What the task requires: Look below for the line with "of the brown". Extract that line and each one after it through the last, word for word.

Stored data entries
[Start of section]
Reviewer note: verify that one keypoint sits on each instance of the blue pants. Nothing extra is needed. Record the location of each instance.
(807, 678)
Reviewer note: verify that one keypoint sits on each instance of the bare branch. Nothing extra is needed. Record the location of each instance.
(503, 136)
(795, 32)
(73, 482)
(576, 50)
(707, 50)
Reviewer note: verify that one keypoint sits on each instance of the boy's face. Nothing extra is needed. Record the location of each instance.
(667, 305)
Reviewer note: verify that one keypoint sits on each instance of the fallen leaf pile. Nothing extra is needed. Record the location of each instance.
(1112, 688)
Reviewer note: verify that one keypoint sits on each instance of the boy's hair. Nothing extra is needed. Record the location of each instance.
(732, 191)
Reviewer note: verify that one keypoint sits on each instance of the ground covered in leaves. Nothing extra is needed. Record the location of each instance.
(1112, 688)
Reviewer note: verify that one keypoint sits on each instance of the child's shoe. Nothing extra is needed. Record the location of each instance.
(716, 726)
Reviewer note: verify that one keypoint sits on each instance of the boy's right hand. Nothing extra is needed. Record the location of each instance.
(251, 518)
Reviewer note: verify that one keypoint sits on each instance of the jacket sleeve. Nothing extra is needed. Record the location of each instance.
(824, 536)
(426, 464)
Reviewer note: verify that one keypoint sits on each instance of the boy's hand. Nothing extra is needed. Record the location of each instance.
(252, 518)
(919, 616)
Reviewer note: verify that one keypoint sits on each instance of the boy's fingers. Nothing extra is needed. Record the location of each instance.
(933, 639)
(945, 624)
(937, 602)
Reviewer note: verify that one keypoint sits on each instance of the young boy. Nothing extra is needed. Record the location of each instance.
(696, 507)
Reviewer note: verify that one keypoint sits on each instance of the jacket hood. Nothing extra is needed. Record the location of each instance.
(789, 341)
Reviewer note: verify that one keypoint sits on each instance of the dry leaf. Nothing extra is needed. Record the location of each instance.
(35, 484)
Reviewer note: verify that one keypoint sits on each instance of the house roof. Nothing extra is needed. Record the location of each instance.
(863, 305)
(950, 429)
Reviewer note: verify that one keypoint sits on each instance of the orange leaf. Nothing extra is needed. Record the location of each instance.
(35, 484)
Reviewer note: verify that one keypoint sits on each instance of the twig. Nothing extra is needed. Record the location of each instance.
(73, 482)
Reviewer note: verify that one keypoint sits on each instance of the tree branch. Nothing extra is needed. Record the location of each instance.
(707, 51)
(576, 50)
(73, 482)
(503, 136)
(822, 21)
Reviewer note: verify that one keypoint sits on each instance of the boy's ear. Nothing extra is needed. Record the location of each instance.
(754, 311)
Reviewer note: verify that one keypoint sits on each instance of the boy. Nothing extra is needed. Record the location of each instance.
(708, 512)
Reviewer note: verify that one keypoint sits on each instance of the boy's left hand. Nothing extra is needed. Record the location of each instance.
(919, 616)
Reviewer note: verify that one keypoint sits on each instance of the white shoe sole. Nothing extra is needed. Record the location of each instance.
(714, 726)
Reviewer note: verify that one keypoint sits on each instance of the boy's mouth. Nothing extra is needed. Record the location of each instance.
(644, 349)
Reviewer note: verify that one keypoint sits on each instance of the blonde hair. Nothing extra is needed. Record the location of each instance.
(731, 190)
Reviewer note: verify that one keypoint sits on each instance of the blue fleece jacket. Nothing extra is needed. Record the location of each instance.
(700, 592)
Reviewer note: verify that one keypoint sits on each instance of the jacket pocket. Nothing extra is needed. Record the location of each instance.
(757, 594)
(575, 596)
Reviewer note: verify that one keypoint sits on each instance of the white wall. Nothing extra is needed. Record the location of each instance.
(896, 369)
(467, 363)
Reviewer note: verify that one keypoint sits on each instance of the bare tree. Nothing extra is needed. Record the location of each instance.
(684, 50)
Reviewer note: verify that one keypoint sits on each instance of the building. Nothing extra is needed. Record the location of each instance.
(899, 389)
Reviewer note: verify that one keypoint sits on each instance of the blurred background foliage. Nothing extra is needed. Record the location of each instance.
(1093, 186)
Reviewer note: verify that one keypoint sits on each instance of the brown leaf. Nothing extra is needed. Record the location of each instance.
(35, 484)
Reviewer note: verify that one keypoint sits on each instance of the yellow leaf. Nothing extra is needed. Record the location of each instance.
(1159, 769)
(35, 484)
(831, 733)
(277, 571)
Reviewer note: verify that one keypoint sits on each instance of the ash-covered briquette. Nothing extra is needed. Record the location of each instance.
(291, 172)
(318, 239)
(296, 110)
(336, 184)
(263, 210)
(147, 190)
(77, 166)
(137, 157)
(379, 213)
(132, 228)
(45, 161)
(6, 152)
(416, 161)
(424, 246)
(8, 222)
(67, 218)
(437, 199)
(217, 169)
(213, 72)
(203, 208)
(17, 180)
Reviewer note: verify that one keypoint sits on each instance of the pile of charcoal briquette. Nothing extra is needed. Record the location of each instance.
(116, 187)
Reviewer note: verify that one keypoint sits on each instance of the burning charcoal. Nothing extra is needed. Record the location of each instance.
[End of section]
Exercise output:
Reviewer note: verify that one keypoint sits on each instance of the brown leaf. Nothing extra is needed. Record the location of each instance.
(35, 484)
Reviewer note: verify that one keypoint sits on each instance of the yellow leaf. Nothing extra is needed. Record the location of each instance.
(1159, 769)
(35, 484)
(831, 733)
(277, 571)
Reviewer note: verify that one keypoint sits on each instance of the ash-covered briquette. Nothing extra is needed. Record the location of each instance.
(291, 172)
(318, 239)
(296, 110)
(336, 184)
(263, 210)
(147, 190)
(77, 166)
(137, 157)
(379, 213)
(132, 228)
(45, 161)
(6, 152)
(416, 161)
(424, 246)
(8, 222)
(67, 218)
(437, 199)
(217, 169)
(213, 72)
(203, 208)
(17, 180)
Reviewer note: verify that one keypoint sits on each instance of the pile of charcoal briquette. Nothing extra is needed. Record the location of each instance.
(116, 187)
Reviewer note: verify that one keypoint sits on each instance of the burning charcoal. Nothing extra is needed. Record the location of each instance.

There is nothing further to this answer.